┌─ Dataset

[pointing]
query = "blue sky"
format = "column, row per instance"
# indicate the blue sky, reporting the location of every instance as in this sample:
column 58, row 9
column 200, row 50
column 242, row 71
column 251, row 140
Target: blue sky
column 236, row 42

└─

### Try it
Could you restate all of the lines above without altering a single word?

### Reply to the exercise
[pointing]
query = "blue sky"
format = "column, row per instance"
# indicate the blue sky, reporting the location of every instance as in this sample:
column 58, row 9
column 200, row 50
column 242, row 71
column 251, row 140
Target: blue sky
column 236, row 42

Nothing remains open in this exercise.